EXCERPTED TEXT:
How to Stop Insomnia Forever

Everyone can deal with an occasional sleepless night. You may not be your usual bubbly self the following day, but you know your insomnia is just a passing phase. Temporary insomnia is usually caused by stress. If you’re moving, taking a new job, getting married or per­haps divorced, you’ll probably have trouble sleeping for a few nights. But if your insomnia persists, it may start interfering with your job, your family time, and your social life.

Insomnia usually falls into one of two categories. If you can’t fall asleep, you have what is known as sleep-onset insomnia. If you fall asleep easily, but wake up every two hours, or at 4 a.m. every day, you have main­tenance insomnia. Either way, you’re not getting enough sleep, and you want help.


When you’re desperately counting sheep, and you still can’t fall asleep, you may be tempted to reach into your medicine cabinet for help. However, sleeping pills can be addictive, and may make your insomnia worse in the long run. See your doctor to make sure your insomnia isn’t caused by a medical problem. Then, try some of the self-help suggestions below before you reach for an over-the-counter solution.

(Natural-language object grounding data)
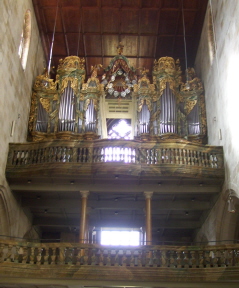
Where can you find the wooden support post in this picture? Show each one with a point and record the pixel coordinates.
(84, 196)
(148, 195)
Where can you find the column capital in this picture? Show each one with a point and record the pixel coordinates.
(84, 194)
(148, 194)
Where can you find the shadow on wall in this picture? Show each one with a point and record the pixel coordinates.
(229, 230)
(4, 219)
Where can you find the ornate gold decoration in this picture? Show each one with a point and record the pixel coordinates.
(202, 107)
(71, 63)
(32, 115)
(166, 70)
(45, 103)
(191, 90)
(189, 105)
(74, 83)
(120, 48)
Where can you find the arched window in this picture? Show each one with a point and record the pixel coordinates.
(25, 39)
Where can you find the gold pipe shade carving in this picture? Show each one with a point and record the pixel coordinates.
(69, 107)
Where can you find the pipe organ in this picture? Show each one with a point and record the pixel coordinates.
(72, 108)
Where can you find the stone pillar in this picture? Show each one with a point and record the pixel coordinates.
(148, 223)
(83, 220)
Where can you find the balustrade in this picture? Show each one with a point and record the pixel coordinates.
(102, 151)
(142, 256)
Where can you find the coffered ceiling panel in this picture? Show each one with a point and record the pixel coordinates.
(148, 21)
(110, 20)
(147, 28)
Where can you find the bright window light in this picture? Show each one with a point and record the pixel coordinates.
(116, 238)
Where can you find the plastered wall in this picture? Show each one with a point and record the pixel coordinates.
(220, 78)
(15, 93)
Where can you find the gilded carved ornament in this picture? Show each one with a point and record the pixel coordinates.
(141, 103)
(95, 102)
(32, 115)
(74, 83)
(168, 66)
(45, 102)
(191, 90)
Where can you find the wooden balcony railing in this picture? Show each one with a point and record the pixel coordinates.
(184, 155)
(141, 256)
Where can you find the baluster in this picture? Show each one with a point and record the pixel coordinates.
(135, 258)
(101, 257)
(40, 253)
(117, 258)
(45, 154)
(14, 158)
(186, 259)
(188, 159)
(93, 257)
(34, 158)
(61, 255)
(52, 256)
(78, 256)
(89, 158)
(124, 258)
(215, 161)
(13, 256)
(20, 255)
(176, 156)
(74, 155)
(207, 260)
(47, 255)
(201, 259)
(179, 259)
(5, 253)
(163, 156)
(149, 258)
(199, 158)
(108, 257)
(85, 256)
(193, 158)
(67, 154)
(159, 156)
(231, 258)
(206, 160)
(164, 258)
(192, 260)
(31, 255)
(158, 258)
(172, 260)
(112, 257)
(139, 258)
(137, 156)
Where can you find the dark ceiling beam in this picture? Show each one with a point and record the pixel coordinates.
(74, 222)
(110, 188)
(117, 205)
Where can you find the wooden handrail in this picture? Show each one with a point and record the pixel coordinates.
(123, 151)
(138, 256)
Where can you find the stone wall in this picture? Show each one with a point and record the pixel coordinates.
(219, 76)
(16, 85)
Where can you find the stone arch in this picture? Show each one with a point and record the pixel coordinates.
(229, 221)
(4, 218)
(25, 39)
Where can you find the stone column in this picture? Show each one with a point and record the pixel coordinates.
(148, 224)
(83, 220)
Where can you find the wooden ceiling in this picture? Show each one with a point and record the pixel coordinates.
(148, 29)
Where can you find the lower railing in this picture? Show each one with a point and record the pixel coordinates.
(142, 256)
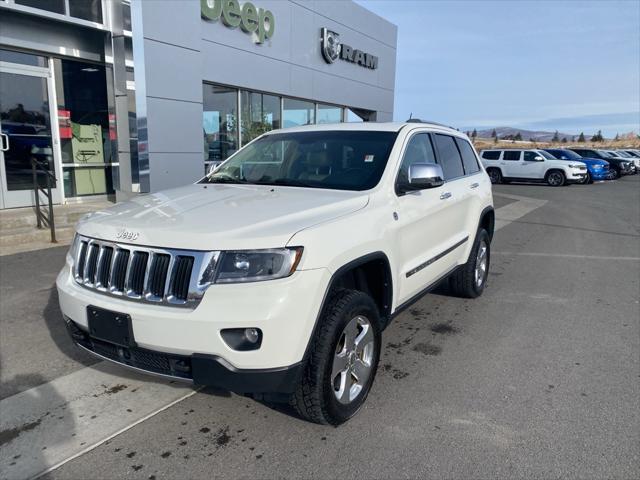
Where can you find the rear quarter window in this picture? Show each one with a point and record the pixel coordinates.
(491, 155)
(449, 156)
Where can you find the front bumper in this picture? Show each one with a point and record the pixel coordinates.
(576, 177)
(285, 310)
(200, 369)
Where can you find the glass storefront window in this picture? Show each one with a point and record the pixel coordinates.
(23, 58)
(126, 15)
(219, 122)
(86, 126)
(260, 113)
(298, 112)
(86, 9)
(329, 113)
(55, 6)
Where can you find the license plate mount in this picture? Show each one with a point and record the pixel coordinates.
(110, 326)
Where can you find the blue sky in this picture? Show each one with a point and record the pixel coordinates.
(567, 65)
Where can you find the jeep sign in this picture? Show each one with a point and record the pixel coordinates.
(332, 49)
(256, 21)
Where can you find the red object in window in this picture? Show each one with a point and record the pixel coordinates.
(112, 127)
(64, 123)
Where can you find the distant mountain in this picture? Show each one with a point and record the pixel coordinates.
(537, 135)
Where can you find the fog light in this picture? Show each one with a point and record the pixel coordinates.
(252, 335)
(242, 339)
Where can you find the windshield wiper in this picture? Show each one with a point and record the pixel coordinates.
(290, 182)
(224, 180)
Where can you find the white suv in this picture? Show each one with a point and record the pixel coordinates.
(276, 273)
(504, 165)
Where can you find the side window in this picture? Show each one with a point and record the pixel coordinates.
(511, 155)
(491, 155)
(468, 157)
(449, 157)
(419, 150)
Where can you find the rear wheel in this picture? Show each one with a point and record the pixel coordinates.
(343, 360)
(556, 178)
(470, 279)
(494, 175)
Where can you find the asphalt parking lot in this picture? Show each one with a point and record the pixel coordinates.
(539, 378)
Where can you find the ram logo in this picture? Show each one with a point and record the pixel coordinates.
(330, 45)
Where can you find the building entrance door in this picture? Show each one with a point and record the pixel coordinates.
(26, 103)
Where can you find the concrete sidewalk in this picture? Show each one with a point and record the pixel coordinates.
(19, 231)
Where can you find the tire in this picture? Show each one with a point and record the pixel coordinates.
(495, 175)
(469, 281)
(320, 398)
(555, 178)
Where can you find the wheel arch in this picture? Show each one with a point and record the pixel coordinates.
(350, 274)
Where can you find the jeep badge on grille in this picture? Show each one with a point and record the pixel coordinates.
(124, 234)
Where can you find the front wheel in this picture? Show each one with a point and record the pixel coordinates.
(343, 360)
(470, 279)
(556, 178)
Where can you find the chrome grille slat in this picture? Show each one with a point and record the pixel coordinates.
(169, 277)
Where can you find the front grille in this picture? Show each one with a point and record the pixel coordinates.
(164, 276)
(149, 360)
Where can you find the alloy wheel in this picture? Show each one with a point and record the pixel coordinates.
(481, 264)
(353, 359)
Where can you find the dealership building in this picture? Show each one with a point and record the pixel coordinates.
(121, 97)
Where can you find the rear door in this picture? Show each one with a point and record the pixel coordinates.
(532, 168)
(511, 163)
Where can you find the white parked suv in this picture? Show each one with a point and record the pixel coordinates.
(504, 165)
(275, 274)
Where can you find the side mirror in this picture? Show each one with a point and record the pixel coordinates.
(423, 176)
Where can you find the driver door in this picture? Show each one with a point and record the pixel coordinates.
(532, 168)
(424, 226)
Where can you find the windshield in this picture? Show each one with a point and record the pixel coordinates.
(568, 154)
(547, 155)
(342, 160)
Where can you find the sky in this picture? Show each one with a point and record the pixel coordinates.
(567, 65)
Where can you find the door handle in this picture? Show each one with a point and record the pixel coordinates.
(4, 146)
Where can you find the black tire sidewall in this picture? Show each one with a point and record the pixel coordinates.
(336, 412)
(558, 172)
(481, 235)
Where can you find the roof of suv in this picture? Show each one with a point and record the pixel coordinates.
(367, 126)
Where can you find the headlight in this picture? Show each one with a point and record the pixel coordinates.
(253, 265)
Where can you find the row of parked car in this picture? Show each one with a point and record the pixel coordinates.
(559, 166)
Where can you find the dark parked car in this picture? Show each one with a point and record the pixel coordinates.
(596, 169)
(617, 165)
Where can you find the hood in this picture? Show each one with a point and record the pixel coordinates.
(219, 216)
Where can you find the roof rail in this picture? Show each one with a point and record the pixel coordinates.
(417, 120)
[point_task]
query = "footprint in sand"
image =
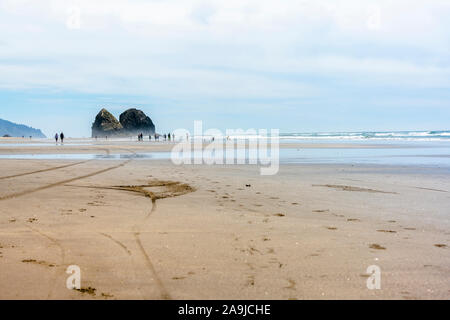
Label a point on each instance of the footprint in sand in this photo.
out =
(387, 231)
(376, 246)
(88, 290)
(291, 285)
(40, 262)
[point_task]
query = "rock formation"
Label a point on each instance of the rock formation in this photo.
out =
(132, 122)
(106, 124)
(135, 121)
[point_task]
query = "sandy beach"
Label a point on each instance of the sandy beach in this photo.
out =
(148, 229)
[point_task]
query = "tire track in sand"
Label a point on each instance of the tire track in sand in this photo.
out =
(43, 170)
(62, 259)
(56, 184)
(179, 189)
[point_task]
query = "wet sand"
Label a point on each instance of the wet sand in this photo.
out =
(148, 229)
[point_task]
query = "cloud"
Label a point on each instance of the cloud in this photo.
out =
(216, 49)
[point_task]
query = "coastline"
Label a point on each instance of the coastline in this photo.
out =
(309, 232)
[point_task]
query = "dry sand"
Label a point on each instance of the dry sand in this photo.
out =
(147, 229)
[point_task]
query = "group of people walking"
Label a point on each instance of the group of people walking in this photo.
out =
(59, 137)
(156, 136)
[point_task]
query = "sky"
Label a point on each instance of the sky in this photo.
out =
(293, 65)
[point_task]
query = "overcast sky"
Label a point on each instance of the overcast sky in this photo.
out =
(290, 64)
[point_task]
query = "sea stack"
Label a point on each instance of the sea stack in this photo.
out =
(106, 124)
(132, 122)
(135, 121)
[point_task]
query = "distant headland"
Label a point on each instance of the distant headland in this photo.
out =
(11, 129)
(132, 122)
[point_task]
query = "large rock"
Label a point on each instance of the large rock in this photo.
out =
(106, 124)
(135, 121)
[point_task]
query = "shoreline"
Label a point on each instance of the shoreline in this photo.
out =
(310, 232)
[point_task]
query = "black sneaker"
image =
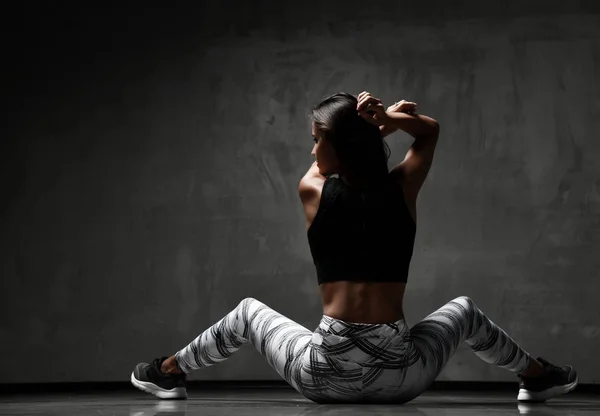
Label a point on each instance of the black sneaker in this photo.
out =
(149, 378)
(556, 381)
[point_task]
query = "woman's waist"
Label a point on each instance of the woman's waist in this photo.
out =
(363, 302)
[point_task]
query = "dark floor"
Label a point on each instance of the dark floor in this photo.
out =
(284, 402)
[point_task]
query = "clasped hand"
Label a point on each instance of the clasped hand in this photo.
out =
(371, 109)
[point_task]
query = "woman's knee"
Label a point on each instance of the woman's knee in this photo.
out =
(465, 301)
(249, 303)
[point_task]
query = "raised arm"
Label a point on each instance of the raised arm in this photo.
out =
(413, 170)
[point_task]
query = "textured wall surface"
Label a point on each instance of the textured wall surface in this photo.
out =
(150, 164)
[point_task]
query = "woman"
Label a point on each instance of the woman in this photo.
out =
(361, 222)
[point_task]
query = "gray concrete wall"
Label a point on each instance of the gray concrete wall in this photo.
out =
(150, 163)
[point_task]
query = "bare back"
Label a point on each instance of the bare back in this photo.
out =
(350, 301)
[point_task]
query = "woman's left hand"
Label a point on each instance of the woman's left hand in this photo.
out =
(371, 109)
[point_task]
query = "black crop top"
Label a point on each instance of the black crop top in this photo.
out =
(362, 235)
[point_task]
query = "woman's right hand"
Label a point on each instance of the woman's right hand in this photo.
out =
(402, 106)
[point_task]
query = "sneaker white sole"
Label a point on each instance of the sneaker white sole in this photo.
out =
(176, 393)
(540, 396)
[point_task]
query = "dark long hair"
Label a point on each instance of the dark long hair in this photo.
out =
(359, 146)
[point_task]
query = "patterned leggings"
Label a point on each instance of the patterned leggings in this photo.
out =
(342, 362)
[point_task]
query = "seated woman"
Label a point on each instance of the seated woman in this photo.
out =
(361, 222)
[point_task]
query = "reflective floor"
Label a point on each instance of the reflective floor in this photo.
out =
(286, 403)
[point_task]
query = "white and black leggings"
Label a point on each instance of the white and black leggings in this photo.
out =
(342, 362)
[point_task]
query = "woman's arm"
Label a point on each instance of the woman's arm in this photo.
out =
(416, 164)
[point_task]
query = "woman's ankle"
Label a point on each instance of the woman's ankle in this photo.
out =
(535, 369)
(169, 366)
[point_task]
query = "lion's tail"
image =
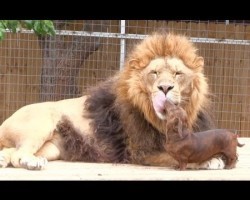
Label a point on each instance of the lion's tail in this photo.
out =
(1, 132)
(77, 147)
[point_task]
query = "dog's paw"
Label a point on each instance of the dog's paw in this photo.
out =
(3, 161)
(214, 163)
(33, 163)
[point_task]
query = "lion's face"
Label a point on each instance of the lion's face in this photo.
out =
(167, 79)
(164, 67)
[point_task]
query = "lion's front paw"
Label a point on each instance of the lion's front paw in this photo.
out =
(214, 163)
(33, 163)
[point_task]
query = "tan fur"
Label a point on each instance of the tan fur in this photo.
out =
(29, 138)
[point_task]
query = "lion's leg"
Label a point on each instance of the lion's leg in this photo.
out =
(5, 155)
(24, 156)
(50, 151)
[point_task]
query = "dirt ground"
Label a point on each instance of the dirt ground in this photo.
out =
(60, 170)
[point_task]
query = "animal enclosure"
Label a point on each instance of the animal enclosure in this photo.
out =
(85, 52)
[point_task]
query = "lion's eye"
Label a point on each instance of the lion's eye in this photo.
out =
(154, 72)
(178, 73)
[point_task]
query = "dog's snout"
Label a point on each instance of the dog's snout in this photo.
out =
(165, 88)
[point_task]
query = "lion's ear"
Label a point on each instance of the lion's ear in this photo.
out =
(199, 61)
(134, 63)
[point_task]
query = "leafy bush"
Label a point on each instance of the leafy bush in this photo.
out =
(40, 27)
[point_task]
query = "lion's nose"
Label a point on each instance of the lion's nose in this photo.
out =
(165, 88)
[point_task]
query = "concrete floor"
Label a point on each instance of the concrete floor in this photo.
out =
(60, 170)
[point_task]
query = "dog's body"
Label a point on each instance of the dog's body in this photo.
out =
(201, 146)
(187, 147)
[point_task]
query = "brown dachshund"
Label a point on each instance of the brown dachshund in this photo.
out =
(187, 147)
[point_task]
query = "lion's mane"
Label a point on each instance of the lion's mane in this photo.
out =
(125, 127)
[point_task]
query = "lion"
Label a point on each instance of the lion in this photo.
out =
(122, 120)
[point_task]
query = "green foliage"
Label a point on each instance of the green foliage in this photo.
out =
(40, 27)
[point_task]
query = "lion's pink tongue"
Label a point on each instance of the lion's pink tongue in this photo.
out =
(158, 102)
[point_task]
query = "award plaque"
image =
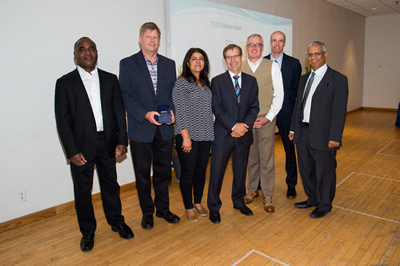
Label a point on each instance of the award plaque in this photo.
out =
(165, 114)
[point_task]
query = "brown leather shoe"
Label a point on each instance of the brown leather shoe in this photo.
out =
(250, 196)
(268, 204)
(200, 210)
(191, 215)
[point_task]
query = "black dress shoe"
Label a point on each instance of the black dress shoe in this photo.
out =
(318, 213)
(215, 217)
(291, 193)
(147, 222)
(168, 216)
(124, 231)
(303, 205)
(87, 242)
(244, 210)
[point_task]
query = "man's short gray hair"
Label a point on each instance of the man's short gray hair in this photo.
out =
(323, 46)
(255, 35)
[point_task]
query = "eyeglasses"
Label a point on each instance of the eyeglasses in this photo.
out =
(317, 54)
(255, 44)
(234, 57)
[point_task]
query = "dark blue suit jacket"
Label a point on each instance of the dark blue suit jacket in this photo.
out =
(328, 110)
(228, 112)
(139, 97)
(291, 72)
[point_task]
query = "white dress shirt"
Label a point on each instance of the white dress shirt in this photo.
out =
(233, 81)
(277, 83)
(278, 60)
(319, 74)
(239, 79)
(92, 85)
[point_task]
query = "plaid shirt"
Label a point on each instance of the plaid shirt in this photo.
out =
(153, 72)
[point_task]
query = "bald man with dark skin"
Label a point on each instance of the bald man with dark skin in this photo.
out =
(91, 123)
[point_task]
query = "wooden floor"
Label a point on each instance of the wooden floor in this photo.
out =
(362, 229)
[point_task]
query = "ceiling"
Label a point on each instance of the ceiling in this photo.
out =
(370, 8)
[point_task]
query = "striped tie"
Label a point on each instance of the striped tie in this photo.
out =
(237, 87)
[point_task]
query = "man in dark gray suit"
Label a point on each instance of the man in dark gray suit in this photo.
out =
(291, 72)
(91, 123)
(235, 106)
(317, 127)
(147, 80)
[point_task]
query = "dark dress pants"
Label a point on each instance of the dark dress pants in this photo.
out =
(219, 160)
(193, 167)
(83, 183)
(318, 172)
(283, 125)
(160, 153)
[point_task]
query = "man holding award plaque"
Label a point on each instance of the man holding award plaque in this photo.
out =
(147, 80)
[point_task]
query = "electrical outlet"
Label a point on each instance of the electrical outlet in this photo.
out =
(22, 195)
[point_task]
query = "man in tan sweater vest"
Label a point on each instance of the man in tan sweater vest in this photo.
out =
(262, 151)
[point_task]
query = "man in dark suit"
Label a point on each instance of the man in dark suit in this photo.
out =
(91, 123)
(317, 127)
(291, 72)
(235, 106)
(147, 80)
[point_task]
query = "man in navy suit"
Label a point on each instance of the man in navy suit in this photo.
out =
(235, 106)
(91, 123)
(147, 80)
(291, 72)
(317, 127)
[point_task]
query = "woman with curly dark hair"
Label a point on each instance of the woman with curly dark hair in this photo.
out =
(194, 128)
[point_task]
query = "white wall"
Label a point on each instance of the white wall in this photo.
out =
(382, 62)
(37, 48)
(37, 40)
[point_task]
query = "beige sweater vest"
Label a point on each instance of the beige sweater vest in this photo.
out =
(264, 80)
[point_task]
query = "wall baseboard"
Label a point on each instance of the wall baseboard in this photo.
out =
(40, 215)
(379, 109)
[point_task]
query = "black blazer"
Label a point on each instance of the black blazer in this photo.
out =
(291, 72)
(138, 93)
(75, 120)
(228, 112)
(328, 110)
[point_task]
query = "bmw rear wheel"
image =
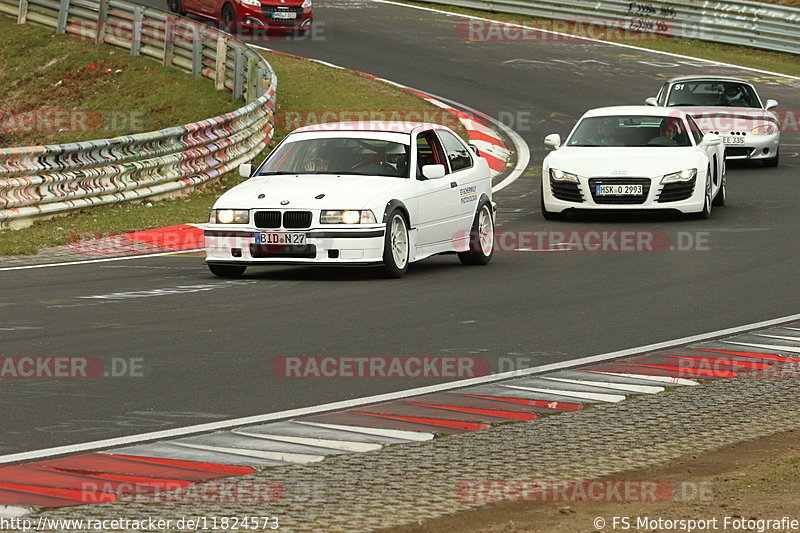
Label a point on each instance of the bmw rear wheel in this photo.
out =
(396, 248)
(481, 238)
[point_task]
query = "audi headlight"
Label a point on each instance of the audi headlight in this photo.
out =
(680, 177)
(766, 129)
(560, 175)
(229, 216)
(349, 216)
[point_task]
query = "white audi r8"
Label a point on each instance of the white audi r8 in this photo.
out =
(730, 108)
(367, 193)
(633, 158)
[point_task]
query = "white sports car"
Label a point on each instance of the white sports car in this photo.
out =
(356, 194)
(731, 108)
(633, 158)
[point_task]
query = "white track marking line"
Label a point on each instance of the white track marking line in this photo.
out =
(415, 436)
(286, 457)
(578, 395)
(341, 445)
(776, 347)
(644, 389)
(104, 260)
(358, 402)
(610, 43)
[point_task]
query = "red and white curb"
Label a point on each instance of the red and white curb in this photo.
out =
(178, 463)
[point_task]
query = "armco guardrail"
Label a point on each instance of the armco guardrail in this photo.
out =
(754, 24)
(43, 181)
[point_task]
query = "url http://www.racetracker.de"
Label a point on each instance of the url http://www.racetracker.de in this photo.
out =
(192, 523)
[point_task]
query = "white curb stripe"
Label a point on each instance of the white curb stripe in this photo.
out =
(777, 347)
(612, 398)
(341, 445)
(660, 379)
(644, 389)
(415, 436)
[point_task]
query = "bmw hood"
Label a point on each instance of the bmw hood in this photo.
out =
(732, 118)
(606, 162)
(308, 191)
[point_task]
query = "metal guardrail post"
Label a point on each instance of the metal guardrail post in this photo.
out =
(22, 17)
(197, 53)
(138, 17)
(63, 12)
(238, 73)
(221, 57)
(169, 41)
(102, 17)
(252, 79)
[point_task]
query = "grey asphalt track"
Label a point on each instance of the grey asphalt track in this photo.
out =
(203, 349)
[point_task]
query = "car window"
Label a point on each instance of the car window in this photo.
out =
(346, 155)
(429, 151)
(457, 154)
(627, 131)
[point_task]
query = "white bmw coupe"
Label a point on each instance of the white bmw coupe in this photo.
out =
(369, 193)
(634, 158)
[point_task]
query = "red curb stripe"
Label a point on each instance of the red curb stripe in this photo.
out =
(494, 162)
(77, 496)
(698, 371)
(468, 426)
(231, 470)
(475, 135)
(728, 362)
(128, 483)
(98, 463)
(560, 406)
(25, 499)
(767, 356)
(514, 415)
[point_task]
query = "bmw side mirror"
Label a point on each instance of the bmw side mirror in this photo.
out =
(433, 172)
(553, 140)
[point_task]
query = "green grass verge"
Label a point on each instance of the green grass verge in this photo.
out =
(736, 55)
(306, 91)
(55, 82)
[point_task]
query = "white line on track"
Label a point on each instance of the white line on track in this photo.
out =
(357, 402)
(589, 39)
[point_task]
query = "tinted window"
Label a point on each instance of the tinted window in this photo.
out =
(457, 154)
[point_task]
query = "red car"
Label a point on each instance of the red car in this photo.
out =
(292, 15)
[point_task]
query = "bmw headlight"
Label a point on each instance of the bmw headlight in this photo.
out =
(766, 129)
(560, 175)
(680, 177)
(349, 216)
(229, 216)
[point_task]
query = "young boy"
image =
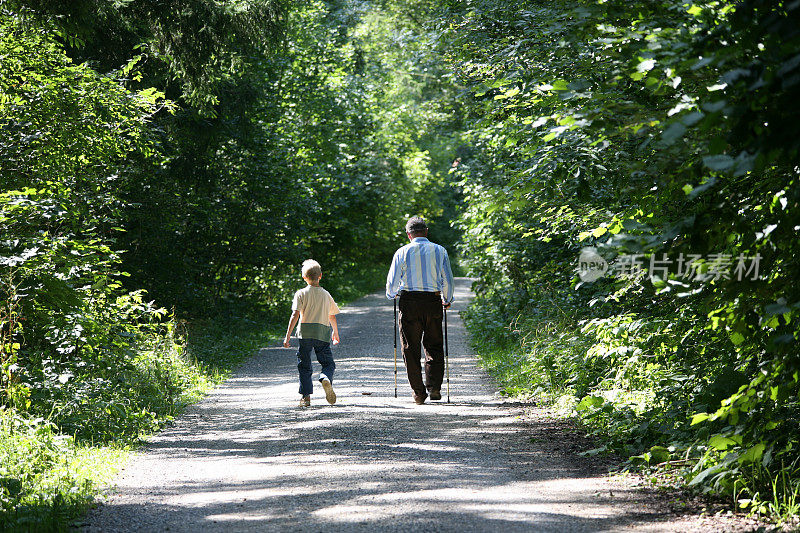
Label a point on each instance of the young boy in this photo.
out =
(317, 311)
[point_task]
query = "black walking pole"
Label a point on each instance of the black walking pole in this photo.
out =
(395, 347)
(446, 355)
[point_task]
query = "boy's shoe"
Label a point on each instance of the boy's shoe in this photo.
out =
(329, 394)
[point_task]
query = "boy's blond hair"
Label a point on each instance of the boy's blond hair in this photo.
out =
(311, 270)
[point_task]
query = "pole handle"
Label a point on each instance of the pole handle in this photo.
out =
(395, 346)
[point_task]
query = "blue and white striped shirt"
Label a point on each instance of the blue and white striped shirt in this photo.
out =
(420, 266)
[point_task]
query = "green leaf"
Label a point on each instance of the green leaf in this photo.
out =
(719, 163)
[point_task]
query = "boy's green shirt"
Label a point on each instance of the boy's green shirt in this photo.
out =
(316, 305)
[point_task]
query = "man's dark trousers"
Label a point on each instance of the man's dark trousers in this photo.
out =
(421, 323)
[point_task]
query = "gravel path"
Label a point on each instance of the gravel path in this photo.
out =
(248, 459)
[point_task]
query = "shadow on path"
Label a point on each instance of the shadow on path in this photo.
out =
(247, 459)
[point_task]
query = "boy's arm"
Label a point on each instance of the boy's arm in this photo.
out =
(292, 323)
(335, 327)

WORK REQUIRED: List every life change that the insomnia text gives as a reason you might have trouble sleeping for a few nights.

PROBLEM SOLUTION: Moving, taking a new job, getting married, getting divorced